***** MATERIAL SUPPLIED *****

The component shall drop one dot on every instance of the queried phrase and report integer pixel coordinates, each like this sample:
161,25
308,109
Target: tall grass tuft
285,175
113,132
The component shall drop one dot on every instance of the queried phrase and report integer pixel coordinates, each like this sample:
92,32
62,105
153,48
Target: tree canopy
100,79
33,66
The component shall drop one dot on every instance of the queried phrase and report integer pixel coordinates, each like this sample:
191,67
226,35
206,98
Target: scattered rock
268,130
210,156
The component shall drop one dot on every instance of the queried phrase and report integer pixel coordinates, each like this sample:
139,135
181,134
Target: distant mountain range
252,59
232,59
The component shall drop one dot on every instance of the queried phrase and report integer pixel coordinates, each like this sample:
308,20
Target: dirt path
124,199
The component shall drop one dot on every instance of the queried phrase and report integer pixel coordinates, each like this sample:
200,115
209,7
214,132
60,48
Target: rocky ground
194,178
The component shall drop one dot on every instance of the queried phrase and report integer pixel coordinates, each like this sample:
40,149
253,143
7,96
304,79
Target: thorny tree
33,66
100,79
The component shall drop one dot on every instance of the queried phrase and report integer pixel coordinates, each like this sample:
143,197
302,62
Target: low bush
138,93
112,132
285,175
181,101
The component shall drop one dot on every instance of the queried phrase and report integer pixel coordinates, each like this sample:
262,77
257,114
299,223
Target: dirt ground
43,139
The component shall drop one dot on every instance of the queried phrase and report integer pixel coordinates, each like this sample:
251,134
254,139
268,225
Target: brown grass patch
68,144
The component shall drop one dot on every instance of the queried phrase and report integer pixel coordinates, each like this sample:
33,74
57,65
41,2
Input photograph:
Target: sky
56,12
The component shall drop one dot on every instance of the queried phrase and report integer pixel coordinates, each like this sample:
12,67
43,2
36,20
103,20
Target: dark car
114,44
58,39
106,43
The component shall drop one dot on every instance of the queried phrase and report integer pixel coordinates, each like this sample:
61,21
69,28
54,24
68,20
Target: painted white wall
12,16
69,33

*****

Every entry, from first to last, is to be reproduced exactly.

The component shall drop one dot on every instance of the queried phrase and report integer pixel coordinates, each like this sample:
161,25
308,109
Target: tall grass tuft
285,175
113,132
The component shall drop one dot on every instance of the queried phrase and report integer pixel coordinates, each like this sample:
92,32
62,105
153,48
Target: tree canopy
100,79
33,66
The component shall drop one dot on every instance of the queried phrase and report integer pixel coordinates, each like this sample:
191,67
226,35
206,98
Target: scattered rock
268,130
210,156
The component shall drop one dot on every instance of the queried phrase and report integer pixel coordinates, each like this sample:
139,135
181,134
Target: distant mountain range
252,59
232,59
The component shall drop one dot on every instance of the queried phrase and report integer pixel coordinates, each like this sample:
308,20
Target: dirt path
124,199
The component shall drop one dot on every instance of the queried phrase and report integer pixel coordinates, each like this sample:
200,115
209,7
214,132
60,48
Target: rocky ground
194,178
The component shall drop one dot on every instance of the queried phrase and report integer pixel coordinates, each like this sample:
40,149
253,143
7,96
304,79
Target: thorny tree
33,66
100,79
The component shall drop one dot on every instance of the queried phrase and report integer pixel coordinates, each like this sample:
143,197
302,62
Target: low bush
138,93
112,132
285,175
181,101
The component shall drop one dot on every instance of the queried phrase and report integer pixel coordinates, each like this sample:
262,77
257,114
299,223
Target: dirt ground
43,139
The component shall drop one dot on every instance of the queried phrase and report integer pixel coordinates, each like this sample:
251,134
254,139
268,225
Target: brown grass patch
68,144
The component shall drop one dot on every instance of the queried phrase and report integer pixel coordinates, each like this sample:
33,74
57,65
41,2
Input photograph:
Target: sky
56,12
The component shall drop one dot on every instance of the queried phrase and report integer pixel coordinates, each like this sample:
12,67
43,2
36,20
103,20
Target: dark car
114,44
58,39
106,43
The component shall drop one dot on every instance of the queried phrase and report integer pixel coordinates, each like this sample:
61,21
69,28
54,24
68,20
Target: painted white wall
12,16
69,33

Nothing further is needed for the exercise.